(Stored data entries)
------------------------------------------------

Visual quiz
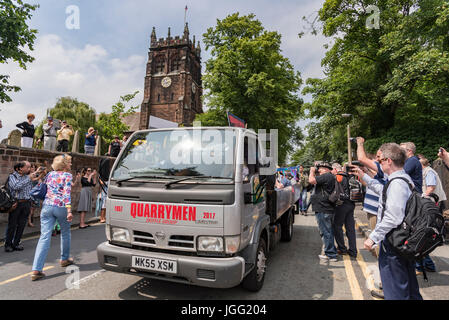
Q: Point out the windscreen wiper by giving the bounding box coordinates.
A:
[165,177,196,189]
[116,176,171,185]
[165,176,230,189]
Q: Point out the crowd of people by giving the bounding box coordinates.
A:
[9,113,127,157]
[297,137,449,300]
[4,154,109,281]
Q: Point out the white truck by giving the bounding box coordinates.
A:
[97,127,299,291]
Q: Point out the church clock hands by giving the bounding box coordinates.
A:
[161,77,171,88]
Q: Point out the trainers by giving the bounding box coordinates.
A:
[59,259,75,268]
[31,272,45,281]
[424,266,437,272]
[371,290,385,300]
[318,254,329,261]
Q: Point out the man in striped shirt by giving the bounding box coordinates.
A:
[357,137,388,299]
[5,161,38,252]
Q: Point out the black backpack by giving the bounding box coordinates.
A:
[329,175,345,206]
[329,172,352,207]
[381,177,444,264]
[0,176,17,213]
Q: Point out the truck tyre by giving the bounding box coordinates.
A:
[281,208,294,242]
[242,238,267,292]
[295,200,299,214]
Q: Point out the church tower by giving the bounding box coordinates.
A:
[139,23,203,130]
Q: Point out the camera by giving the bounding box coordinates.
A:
[351,160,364,167]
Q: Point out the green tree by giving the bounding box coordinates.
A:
[303,0,449,160]
[0,0,39,103]
[36,97,96,153]
[97,91,139,150]
[195,13,303,163]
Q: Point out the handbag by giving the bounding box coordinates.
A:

------------------------------------------------

Copy the listing above, starting with its first line and going on through the line with "[5,161,38,252]", and add 138 to every number in the bounding box coordinates given as answers. Keep the requests as they are, and leave the pictures out.

OUTPUT OF THE TASK:
Visual quiz
Q: Point out the windscreen wiper by giving the bounding box coordinates.
A:
[303,315,334,327]
[254,314,309,323]
[303,314,368,327]
Q: Point out the crowd of people by giving the bounding box coordinates.
A:
[147,251,265,295]
[435,275,587,438]
[142,292,247,419]
Q: Point out the white truck by giving the bounding box coordinates.
A:
[235,265,437,429]
Q: Point out the church clock hands by giving the bounding box coordinates.
A:
[299,215,309,226]
Q: Point out the trainers by giving the bounding box coordinates.
A:
[197,397,213,406]
[169,410,183,419]
[562,404,575,410]
[509,428,523,438]
[456,392,467,399]
Q: Point out the man in striped shirt by giving the bounding box coordinates.
A:
[495,275,526,437]
[143,299,176,390]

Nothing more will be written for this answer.